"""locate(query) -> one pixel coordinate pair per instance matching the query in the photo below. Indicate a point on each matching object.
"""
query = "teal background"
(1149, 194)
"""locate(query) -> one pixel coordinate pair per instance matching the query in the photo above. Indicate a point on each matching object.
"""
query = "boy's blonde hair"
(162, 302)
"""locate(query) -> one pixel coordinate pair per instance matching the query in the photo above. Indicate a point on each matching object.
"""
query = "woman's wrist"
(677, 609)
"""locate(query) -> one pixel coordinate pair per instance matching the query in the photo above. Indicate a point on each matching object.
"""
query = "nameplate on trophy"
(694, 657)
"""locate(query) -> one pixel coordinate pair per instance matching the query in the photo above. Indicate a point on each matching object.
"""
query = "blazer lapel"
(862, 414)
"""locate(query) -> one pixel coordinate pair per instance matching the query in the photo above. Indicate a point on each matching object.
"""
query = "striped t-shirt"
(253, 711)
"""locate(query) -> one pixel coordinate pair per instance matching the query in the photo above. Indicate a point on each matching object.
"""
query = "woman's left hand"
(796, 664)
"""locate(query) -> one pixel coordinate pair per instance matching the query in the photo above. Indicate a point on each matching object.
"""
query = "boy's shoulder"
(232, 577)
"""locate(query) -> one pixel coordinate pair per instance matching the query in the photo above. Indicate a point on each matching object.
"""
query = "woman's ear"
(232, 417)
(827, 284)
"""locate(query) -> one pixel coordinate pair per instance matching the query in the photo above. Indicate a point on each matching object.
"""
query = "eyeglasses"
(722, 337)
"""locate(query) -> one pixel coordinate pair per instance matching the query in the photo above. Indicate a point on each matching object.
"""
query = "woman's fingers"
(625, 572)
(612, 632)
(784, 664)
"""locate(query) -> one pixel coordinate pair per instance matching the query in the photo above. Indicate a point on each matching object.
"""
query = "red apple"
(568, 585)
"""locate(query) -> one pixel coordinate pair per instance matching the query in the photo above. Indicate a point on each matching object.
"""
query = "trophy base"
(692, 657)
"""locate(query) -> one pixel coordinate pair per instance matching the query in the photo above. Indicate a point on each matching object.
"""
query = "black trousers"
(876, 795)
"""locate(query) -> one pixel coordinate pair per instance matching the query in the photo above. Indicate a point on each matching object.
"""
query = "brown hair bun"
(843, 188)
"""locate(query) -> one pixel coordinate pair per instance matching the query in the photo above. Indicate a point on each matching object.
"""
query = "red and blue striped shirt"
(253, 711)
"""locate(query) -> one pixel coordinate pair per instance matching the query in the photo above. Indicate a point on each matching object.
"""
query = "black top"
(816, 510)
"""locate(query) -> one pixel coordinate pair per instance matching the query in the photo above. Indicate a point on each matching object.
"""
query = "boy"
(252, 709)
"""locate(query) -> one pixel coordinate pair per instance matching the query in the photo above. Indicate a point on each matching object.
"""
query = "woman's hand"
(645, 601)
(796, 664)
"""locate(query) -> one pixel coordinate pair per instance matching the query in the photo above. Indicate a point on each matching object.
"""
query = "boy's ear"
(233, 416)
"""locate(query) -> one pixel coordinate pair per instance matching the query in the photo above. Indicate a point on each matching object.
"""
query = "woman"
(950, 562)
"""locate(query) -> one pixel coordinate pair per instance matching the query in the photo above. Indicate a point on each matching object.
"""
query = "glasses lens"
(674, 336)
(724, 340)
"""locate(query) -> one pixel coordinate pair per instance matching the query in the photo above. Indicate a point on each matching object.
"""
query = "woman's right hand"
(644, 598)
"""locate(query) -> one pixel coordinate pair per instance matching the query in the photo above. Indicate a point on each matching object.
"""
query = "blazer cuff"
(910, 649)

○ ○ ○ ○ ○ ○ ○

[What is being asked]:
Can you reproduce every entry above word for word, from the first through the last?

[Task solution]:
"""locate(query) -> one pixel coordinate pair per instance matching the query in the photo below. Indicate a point on each matching object.
"""
query = "teal background"
(1149, 194)
"""locate(query) -> one pixel coordinate pair per instance matching the query in the photo above. Indicate a point on each matching object.
"""
query = "boy's blonde hair"
(162, 302)
"""locate(query) -> one pixel coordinate pair per instance matching the query in the photo above. Indicate a point on each matching object.
"""
query = "woman's wrist"
(677, 609)
"""locate(query) -> one pixel coordinate pair per instance matching the query in the photo above. Indicate a point on each matching object.
"""
query = "nameplate on trophy"
(694, 657)
"""locate(query) -> one pixel coordinate pair per instance matching the query in the photo above. Indicate a point on each matching object.
"""
query = "blazer lapel"
(862, 414)
"""locate(query) -> one pixel coordinate pair per instance matching the query in the photo above. Indicate a point on each matching object.
"""
query = "striped t-shirt"
(253, 711)
"""locate(query) -> one pixel coordinate pair per instance matching the query in the photo above. Indicate a point on each matching object.
"""
query = "woman's left hand"
(796, 664)
"""locate(query) -> one pixel coordinate pair per instance matching the query in the photo above. Indicate a point on each matching object.
"""
query = "boy's shoulder"
(232, 577)
"""locate(query) -> one pixel coordinate pair per instance matching the query in the photo above. Indicate a point on each matching object.
"""
query = "woman's ear"
(232, 417)
(827, 284)
"""locate(query) -> one pixel coordinate pair per instance matching the query in the photo above. Indicate a point on each matching object.
"""
query = "eyeglasses"
(722, 337)
"""locate(query) -> one pixel coordinate pair per instance matching the query in the photo above. Indicate a point on each matching object.
"""
query = "woman's fingers"
(625, 572)
(612, 632)
(784, 664)
"""locate(query) -> one pixel coordinate pair per instance matching the query in the photo above. Indicate a point on each matching object.
"""
query = "red apple"
(568, 585)
"""locate(query) -> one pixel coordinate pair per instance matching the query in the photo above. Indicate a point on each matching object.
"""
query = "trophy base"
(692, 657)
"""locate(query) -> one pixel coordinate pair per instance matching the query in the photo above. Indicate a point on each matching object.
"""
query = "black trousers"
(876, 795)
"""locate(query) -> one pixel coordinate pair per instance matching the query in the photo above. Indicate a point on each matching object.
"""
query = "brown hair bun"
(843, 188)
"""locate(query) -> one pixel coordinate pair per instance matching the query in the photo above. Indicate a point on each matching object.
"""
query = "red and blue striped shirt"
(253, 711)
"""locate(query) -> one pixel coordinate pair per instance matching the query in the photo above. Indicate a point on each matching object.
"""
query = "black top"
(816, 510)
"""locate(query) -> one pixel coordinate pair per instance matching the query in the photo above. Indicate a point on each matching object.
"""
query = "boy"
(252, 709)
"""locate(query) -> one pixel coordinate pair per instance matching the query in the photo above. Indicate a point on each matching object.
"""
query = "woman's hand"
(645, 601)
(796, 664)
"""locate(query) -> one pixel coordinate pair per instance matching the query in the photo above. Indicate a point on each matching object.
"""
query = "boy's ear"
(233, 416)
"""locate(query) -> one pixel coordinate pair per instance matching the query in the photo above. Indicate a point on each matching object.
"""
query = "woman"
(950, 562)
"""locate(query) -> one pixel coordinate pair per instance matching the query in the photo above. Indicate a point on each matching object.
"""
query = "glasses lens"
(674, 336)
(724, 340)
"""locate(query) -> one pixel coordinate pair per instance matching the query in the photo above. Indicate a point on each matching object.
"""
query = "woman's right hand"
(644, 598)
"""locate(query) -> one pixel coordinate pair per instance matching the query in the photo above. Indicate a point on each matching object.
"""
query = "blazer cuff"
(910, 649)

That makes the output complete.